__EXCERPT__
┏━━

"All The Dark We Will Not See" is a compelling, utterly original novel that savagely and hilariously
explores what went wrong in this country a couple of decades ago, and that keeps going wrong even now.
Neff is a raucous new voice in American literature.
Robert Olen Butler
Pulitzer winner
All the Dark We Will Not See is a historical novel based on a true story that takes us back to 1984 Washington, D.C. It allows us
to live a life both profound and pedestrian, yet frighteningly real,
and at times, even surreal. The foundational circumstance is the
aftermath of a major corporate siege that overthrew the city and
planted its flags in full view of the Reagan White House. Many of us
who worked in Washington watched it happen with a predictable
sense of awe and foreboding. We all had tales to tell, tales that few
outside the city would ever believe.
Two young idealists in Washington risk all in an effort to halt a corporate crime juggernaut and save lives in the process. Written in a literary magic-realist style, "All The Dark We Will Not See" tells the story of the most corrupt regime in American history.
When the novel was first conceived many years later, serious issues presented themselves
for consideration, first and foremost being point of view. It would
be relatively simple to create a White House character for purposes
of observing insider intrigue and criminality—a Reagan apostle
like Peggy Noonan, for example. But given my own experience
in the bowels of the Executive, and having observed and studied
the trickle-down effect of White House psychology and political
culture, I realized the story would be better served by adopting
the viewpoint of those who were a few degrees removed from
the rarefied air of the Oval Office. The story would be told not by
characters who wielded power like narcissist sociopaths, but by
those who lived daily with the consequences of it, and who either
resisted or amplified that power for their own ends.
Everyone in 1984 Washington who opposed the Leviathan, who
put their reputations and lives on the line regardless of political
affiliation, did so not because they desired glory, but because they
still believed in a world where right would win out. Most lived to be
terribly disappointed, for "doing the right thing" rarely if ever made
a difference during that era—now glossed over by many and made
to appear like a Camelot interlude.
Regardless, despite their reversals and the drama played out
during those years of turmoil, redemption and hope are found in
the knowledge that real heroes struggled to do the right thing for us,
however futile that struggle often became. Some succeeded, others
failed, but their sacrifices and battles, their enemies and betrayers,
as detailed in "All The Dark We Will Not See," reveal an injustice
none of us can afford to ignore. As Dostoyevsky once said, "Tyranny
is a habit, it grows upon us."
NOTE: the setting of this novel is based on a real place in Washington established by law to combat corruption and protect the whistleblowers who expose it. The characters are based on real people who lived and worked in Washington during the Reagan years, and the reality of the novel as a whole is based on a true story pieced together from Hill hearings, reports, and interviews with OSC staff who remain anonymous.

┗━━

__DATASET ROWS__

┏━━

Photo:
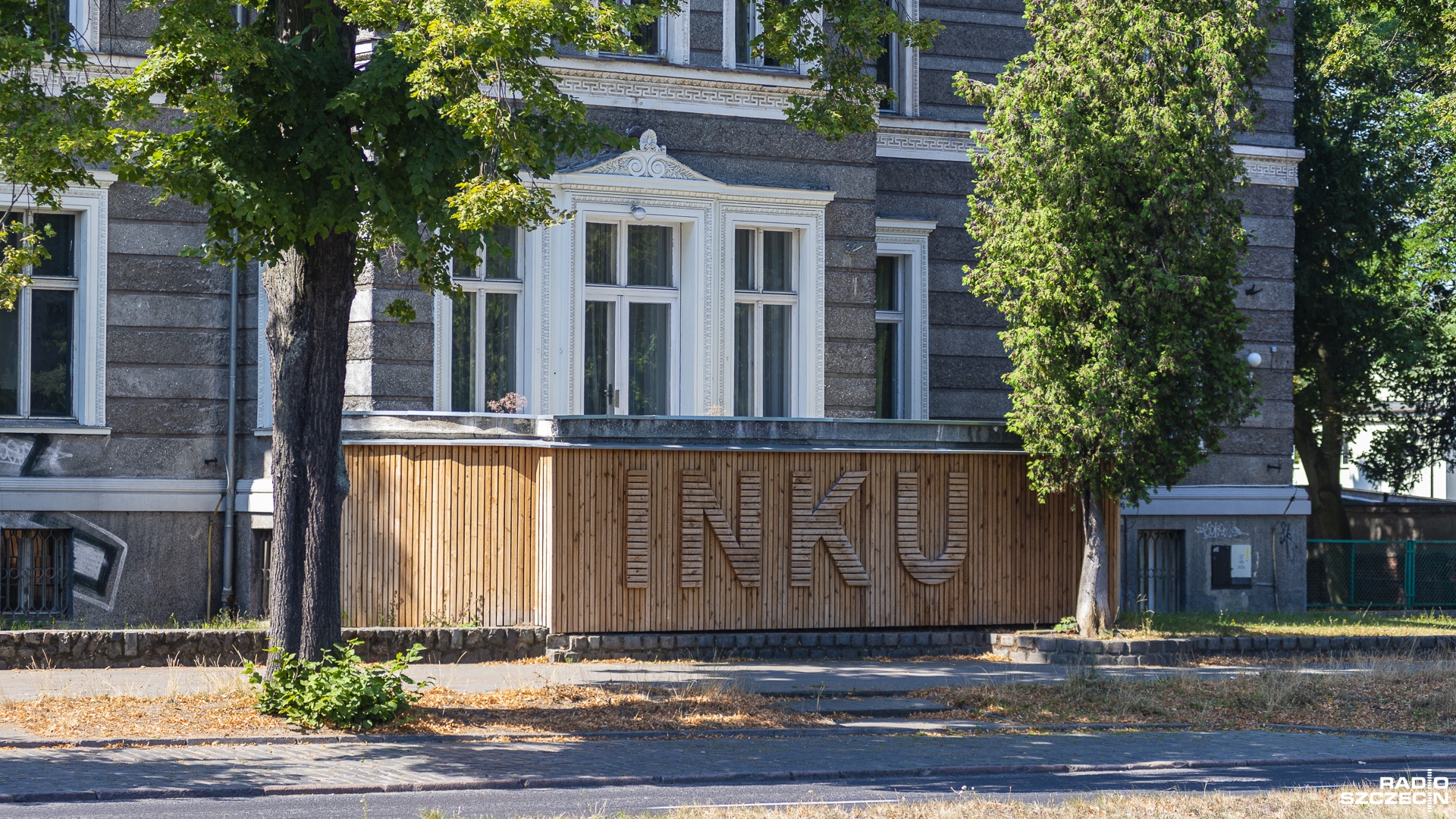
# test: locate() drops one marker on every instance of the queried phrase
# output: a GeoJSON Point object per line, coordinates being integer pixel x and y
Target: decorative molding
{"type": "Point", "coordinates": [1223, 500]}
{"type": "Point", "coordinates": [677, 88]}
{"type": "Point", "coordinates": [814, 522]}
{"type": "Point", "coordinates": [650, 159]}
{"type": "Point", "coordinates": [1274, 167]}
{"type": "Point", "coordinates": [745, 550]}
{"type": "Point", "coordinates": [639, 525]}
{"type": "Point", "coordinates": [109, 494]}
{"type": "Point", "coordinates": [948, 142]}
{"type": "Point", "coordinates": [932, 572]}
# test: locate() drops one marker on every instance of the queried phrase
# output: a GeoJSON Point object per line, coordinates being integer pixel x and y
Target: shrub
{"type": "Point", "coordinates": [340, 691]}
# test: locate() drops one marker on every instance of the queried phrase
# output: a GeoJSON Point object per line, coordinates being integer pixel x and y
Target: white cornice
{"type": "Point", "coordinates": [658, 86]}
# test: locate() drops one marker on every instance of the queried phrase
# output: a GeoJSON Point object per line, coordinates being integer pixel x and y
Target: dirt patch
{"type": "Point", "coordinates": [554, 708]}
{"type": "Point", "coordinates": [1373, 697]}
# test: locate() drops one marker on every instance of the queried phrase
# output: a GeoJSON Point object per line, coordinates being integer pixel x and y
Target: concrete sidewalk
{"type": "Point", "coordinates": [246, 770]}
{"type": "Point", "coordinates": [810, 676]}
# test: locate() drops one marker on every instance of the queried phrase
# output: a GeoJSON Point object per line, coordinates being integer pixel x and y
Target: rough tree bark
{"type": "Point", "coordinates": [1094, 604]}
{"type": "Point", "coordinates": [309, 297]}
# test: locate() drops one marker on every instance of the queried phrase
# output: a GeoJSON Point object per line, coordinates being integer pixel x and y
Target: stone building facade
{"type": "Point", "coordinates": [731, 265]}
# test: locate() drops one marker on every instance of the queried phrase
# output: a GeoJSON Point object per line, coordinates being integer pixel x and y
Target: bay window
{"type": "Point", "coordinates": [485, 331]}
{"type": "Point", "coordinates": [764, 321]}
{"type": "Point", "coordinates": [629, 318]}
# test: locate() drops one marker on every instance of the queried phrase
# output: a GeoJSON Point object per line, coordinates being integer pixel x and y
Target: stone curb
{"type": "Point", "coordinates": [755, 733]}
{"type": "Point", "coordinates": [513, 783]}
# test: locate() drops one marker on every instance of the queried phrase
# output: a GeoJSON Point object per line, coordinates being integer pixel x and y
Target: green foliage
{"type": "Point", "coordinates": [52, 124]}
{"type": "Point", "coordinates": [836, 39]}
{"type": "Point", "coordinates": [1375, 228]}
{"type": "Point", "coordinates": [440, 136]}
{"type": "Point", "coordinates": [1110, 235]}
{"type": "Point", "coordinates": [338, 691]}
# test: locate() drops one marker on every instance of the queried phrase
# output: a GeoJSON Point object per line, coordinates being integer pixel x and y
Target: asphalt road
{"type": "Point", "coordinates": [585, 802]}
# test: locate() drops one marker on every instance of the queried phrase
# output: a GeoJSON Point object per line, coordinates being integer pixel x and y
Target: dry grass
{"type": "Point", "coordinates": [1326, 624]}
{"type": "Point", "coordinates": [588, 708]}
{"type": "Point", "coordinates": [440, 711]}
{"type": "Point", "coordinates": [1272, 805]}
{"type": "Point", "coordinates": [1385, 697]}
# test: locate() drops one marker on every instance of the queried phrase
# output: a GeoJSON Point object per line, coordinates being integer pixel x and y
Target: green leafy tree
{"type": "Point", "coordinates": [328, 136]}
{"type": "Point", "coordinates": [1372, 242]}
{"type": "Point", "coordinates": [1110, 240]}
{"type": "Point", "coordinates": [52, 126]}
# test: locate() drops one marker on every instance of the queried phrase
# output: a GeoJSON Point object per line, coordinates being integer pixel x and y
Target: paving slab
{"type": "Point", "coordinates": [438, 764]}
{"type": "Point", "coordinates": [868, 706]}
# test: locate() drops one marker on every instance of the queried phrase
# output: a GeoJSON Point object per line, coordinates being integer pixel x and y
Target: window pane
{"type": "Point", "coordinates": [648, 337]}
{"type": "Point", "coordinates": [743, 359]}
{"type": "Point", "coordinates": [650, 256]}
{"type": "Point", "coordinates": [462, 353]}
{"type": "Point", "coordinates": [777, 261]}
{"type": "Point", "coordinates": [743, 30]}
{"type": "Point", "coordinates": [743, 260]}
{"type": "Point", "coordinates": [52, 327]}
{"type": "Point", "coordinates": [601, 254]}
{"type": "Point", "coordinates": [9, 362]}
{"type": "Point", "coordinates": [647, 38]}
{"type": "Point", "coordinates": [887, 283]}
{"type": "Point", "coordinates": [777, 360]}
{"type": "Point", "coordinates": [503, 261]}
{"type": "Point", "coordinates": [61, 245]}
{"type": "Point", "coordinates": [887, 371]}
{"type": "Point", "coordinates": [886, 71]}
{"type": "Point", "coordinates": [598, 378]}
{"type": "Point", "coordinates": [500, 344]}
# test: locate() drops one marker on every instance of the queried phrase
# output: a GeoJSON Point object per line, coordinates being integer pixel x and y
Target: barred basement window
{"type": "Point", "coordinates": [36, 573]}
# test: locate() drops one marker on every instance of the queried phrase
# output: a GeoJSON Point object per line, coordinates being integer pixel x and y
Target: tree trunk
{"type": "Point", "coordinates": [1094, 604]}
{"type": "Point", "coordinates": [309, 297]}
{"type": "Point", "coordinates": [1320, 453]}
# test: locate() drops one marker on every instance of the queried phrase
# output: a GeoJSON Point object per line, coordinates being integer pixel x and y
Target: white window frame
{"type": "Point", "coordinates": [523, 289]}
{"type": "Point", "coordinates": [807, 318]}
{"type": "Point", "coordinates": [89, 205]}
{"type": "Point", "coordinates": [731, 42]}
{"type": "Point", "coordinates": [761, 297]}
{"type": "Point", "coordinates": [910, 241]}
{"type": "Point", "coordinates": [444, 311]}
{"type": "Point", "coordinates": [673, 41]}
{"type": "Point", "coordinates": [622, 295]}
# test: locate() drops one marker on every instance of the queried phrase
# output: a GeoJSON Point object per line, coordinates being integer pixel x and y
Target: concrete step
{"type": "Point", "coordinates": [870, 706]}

┗━━
┏━━

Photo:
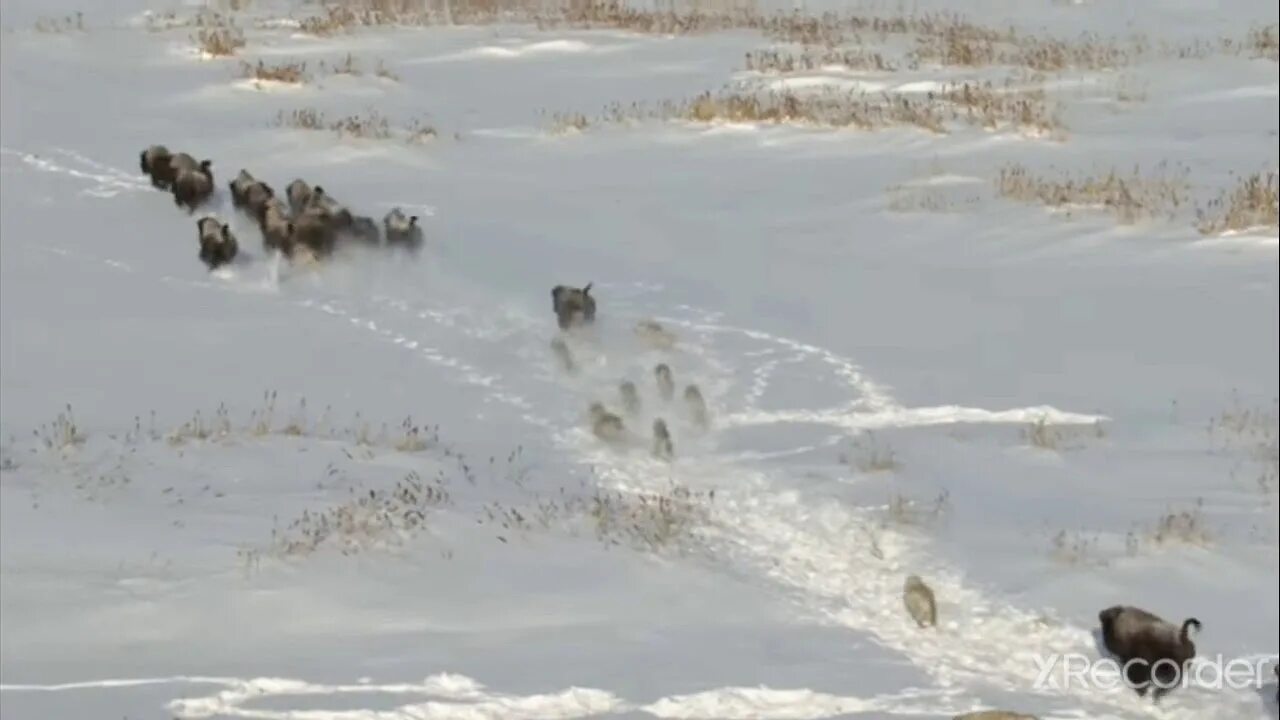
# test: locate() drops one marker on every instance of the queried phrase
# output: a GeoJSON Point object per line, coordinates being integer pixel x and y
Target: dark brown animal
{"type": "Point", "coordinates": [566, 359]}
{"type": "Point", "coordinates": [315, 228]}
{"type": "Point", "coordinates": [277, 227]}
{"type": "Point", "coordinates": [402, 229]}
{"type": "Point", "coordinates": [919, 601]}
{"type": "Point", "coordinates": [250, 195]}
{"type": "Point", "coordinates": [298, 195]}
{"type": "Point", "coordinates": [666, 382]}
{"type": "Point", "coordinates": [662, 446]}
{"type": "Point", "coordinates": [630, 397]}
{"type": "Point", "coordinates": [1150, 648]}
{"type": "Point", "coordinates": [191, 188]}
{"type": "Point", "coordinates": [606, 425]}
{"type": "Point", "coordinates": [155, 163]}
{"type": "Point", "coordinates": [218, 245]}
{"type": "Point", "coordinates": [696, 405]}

┗━━

__WORK TO DO__
1. Print the section of the passage on "All The Dark We Will Not See" from "Robert Olen Butler" to "would ever believe.".
2. Condense the paragraph of the passage on "All The Dark We Will Not See" that begins "When the novel was first conceived" into a bulleted list that keeps its main facts.

__PER-TASK ANSWERS__
1.
Robert Olen Butler
Pulitzer winner
All the Dark We Will Not See is a historical novel based on a true story that takes us back to 1984 Washington, D.C. It allows us
to live a life both profound and pedestrian, yet frighteningly real,
and at times, even surreal. The foundational circumstance is the
aftermath of a major corporate siege that overthrew the city and
planted its flags in full view of the Reagan White House. Many of us
who worked in Washington watched it happen with a predictable
sense of awe and foreboding. We all had tales to tell, tales that few
outside the city would ever believe.

2.
- Point of view was the first and foremost issue when the novel was conceived.
- A White House character, such as a Reagan apostle like Peggy Noonan, would have been a simple way to observe insider intrigue and criminality.
- Drawing on experience in the Executive and on study of the trickle-down effect of White House psychology and political culture, the writer chose instead the viewpoint of people a few degrees removed from the Oval Office.
- The story is told not by those who wielded power but by those who lived daily with its consequences and who either resisted or amplified that power for their own ends.